Given task ▸ Count the lines of the material below that contain the string "wave", matching case exactly, and give only that number.

Exercise input ▸
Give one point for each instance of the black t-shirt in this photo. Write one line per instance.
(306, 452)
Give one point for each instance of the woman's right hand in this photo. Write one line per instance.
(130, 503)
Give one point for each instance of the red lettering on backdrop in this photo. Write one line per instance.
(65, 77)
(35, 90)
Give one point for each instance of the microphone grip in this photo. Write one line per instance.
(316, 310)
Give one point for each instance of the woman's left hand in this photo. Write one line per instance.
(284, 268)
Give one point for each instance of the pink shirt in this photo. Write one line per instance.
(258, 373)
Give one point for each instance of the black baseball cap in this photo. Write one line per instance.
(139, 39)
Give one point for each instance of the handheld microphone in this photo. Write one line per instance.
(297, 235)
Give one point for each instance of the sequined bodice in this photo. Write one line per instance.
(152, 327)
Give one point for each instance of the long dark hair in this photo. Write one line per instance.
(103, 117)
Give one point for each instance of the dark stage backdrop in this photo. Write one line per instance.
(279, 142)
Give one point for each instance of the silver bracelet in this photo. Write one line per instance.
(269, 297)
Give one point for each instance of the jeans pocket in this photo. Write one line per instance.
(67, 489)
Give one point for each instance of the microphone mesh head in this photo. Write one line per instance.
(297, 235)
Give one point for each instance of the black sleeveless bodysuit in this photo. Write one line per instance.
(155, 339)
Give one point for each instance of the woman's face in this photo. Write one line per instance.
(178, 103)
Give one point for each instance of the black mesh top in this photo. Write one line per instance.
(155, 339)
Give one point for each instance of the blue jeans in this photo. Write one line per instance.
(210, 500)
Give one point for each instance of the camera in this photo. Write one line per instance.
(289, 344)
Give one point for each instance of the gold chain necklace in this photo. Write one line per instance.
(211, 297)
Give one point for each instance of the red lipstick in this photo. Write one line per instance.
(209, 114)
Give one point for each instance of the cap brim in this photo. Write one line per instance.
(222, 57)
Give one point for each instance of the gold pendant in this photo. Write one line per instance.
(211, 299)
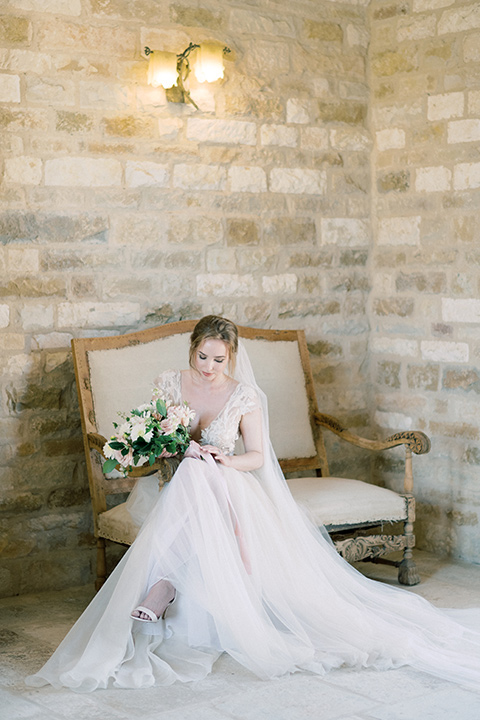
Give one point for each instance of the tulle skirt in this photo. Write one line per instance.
(270, 591)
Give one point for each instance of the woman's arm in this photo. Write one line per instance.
(252, 458)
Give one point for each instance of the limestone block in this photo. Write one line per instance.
(95, 93)
(306, 308)
(459, 20)
(241, 232)
(399, 230)
(298, 111)
(48, 90)
(24, 170)
(79, 171)
(443, 351)
(236, 132)
(12, 341)
(287, 231)
(247, 179)
(465, 310)
(225, 284)
(217, 260)
(51, 340)
(397, 306)
(109, 40)
(26, 61)
(60, 7)
(390, 139)
(279, 284)
(422, 5)
(446, 105)
(245, 21)
(393, 421)
(35, 317)
(23, 260)
(279, 135)
(474, 95)
(350, 139)
(9, 88)
(199, 177)
(298, 181)
(314, 138)
(346, 111)
(4, 316)
(199, 230)
(265, 60)
(422, 282)
(463, 131)
(90, 315)
(71, 122)
(389, 62)
(15, 30)
(138, 174)
(196, 16)
(416, 28)
(433, 179)
(466, 176)
(394, 346)
(471, 48)
(464, 379)
(129, 126)
(323, 31)
(168, 128)
(388, 373)
(357, 36)
(344, 231)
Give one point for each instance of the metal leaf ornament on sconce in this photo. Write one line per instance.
(162, 70)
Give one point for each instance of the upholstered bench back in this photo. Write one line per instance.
(122, 378)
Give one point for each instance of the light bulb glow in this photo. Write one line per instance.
(209, 63)
(162, 69)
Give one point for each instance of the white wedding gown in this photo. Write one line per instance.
(252, 580)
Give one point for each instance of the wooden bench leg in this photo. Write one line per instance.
(101, 564)
(407, 570)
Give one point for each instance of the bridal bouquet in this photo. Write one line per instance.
(153, 430)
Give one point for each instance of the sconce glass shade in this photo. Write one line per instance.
(162, 69)
(209, 63)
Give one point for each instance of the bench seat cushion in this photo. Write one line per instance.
(340, 502)
(334, 502)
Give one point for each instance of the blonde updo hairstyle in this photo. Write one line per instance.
(213, 327)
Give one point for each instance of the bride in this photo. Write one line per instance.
(225, 561)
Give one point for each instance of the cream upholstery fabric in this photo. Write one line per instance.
(122, 379)
(340, 501)
(330, 501)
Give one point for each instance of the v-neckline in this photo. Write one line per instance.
(207, 427)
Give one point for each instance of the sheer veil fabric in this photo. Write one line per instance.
(256, 579)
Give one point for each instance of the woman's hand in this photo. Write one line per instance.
(219, 455)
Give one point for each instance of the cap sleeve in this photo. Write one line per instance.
(168, 386)
(248, 399)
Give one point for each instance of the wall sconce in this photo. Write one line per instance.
(171, 71)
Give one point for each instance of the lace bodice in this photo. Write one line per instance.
(223, 431)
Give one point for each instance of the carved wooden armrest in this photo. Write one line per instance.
(415, 440)
(164, 466)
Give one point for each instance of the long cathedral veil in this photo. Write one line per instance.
(442, 642)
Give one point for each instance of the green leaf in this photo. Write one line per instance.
(109, 465)
(161, 407)
(115, 445)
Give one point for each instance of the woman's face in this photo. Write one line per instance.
(211, 358)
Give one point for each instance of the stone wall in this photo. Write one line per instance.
(424, 307)
(120, 210)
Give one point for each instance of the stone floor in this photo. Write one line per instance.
(31, 627)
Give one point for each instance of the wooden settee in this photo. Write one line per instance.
(116, 374)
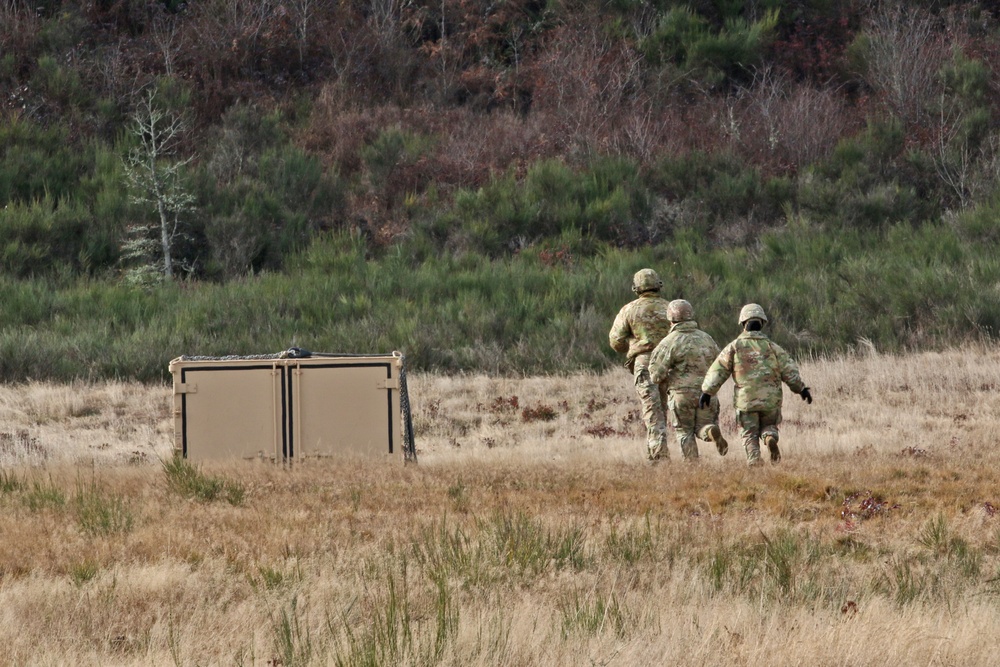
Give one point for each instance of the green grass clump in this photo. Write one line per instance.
(189, 481)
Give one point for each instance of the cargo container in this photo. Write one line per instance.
(290, 406)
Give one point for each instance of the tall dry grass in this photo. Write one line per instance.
(529, 533)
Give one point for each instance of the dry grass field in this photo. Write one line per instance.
(529, 533)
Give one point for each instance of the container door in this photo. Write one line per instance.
(233, 412)
(345, 408)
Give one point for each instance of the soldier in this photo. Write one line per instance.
(758, 367)
(679, 364)
(639, 326)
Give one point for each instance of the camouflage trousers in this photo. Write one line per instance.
(753, 427)
(688, 419)
(653, 398)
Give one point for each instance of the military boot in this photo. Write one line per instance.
(753, 454)
(771, 440)
(715, 435)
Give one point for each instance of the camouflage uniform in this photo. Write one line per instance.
(758, 367)
(639, 326)
(678, 364)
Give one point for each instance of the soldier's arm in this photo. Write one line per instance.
(719, 371)
(789, 370)
(660, 361)
(619, 334)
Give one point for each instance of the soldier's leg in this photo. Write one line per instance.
(707, 425)
(653, 410)
(769, 432)
(682, 417)
(749, 423)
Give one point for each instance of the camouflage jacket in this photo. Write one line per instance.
(640, 325)
(758, 367)
(682, 358)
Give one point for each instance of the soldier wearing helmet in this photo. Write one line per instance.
(758, 367)
(678, 364)
(639, 326)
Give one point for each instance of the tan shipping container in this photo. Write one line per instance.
(287, 407)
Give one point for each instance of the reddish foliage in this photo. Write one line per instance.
(538, 413)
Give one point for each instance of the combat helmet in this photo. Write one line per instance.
(679, 310)
(646, 280)
(752, 311)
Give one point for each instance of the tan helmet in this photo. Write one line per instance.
(679, 310)
(752, 311)
(646, 280)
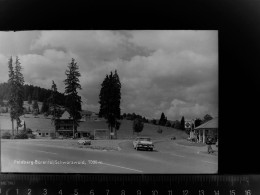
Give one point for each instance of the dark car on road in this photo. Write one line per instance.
(143, 143)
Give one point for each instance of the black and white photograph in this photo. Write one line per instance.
(109, 101)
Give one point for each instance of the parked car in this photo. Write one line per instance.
(84, 141)
(143, 143)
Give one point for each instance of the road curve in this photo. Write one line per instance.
(26, 156)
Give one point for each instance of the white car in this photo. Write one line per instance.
(84, 141)
(143, 143)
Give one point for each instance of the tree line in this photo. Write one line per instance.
(16, 92)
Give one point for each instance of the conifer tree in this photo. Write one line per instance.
(73, 100)
(109, 100)
(162, 120)
(11, 98)
(182, 123)
(35, 107)
(29, 99)
(19, 82)
(54, 108)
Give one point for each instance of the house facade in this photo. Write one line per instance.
(208, 129)
(64, 126)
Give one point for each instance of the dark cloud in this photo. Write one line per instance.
(175, 72)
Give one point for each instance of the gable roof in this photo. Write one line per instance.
(65, 115)
(212, 124)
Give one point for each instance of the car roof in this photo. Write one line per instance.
(143, 137)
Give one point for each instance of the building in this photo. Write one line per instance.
(88, 115)
(208, 129)
(64, 125)
(44, 133)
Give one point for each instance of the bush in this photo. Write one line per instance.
(21, 135)
(6, 135)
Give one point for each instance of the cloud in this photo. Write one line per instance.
(175, 72)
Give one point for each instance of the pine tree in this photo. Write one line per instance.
(162, 120)
(138, 125)
(35, 95)
(45, 107)
(182, 123)
(11, 97)
(29, 99)
(19, 82)
(54, 108)
(73, 100)
(35, 107)
(109, 100)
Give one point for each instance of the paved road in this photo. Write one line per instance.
(26, 156)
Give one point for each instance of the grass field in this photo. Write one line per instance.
(125, 131)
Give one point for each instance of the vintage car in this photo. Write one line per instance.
(143, 143)
(84, 141)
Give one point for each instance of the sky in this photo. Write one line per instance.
(169, 71)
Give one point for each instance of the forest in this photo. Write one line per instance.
(31, 93)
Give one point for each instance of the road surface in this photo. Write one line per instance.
(33, 156)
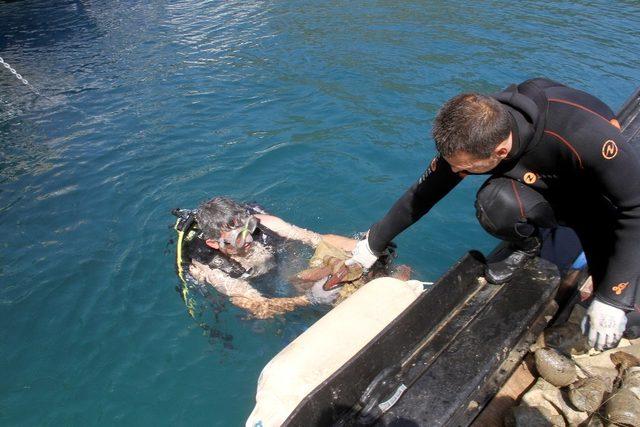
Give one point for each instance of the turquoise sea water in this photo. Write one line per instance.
(320, 111)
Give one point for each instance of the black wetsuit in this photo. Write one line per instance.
(568, 164)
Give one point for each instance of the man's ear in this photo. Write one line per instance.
(503, 149)
(212, 243)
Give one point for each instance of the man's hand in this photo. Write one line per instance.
(363, 255)
(198, 271)
(604, 325)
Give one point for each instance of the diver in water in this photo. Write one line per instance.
(555, 156)
(235, 244)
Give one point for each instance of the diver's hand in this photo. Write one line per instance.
(198, 271)
(363, 255)
(604, 325)
(317, 295)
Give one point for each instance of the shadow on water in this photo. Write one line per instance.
(37, 27)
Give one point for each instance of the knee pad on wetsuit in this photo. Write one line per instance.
(509, 210)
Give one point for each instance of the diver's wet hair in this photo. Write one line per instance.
(219, 214)
(472, 123)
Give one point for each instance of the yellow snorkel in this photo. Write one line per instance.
(183, 227)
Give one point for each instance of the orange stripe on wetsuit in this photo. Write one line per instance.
(613, 122)
(567, 143)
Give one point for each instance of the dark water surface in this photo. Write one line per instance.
(321, 111)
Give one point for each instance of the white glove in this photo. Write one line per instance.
(363, 255)
(604, 324)
(317, 295)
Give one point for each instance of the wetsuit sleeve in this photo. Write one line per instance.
(432, 186)
(612, 162)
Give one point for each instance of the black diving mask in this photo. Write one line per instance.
(240, 236)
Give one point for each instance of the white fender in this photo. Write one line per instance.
(327, 345)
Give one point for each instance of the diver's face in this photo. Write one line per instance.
(241, 246)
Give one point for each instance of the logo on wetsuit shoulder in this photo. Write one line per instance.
(530, 178)
(609, 149)
(620, 287)
(433, 165)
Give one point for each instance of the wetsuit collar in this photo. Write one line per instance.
(521, 134)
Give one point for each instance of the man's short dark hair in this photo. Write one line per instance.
(472, 123)
(219, 214)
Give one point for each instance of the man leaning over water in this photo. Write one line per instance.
(555, 155)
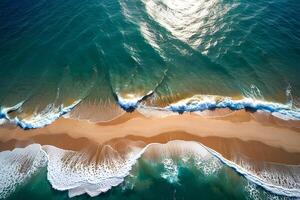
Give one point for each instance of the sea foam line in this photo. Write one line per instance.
(95, 179)
(211, 102)
(39, 120)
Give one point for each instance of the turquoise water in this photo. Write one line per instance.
(146, 182)
(57, 52)
(98, 58)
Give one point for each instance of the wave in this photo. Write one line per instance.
(212, 102)
(19, 165)
(38, 120)
(80, 173)
(197, 103)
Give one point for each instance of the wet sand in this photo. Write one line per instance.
(256, 136)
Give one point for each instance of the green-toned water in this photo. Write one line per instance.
(108, 56)
(55, 52)
(146, 182)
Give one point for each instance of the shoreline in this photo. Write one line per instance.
(232, 134)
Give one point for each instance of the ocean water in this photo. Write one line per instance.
(183, 170)
(97, 59)
(120, 54)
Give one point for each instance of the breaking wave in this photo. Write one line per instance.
(80, 173)
(38, 120)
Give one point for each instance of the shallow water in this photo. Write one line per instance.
(166, 178)
(178, 169)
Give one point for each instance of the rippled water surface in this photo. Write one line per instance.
(57, 52)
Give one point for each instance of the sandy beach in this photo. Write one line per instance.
(255, 135)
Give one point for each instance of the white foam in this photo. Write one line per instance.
(37, 120)
(210, 102)
(19, 165)
(80, 173)
(77, 173)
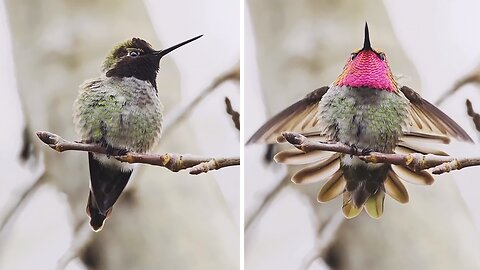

Completed exercise ▸ 2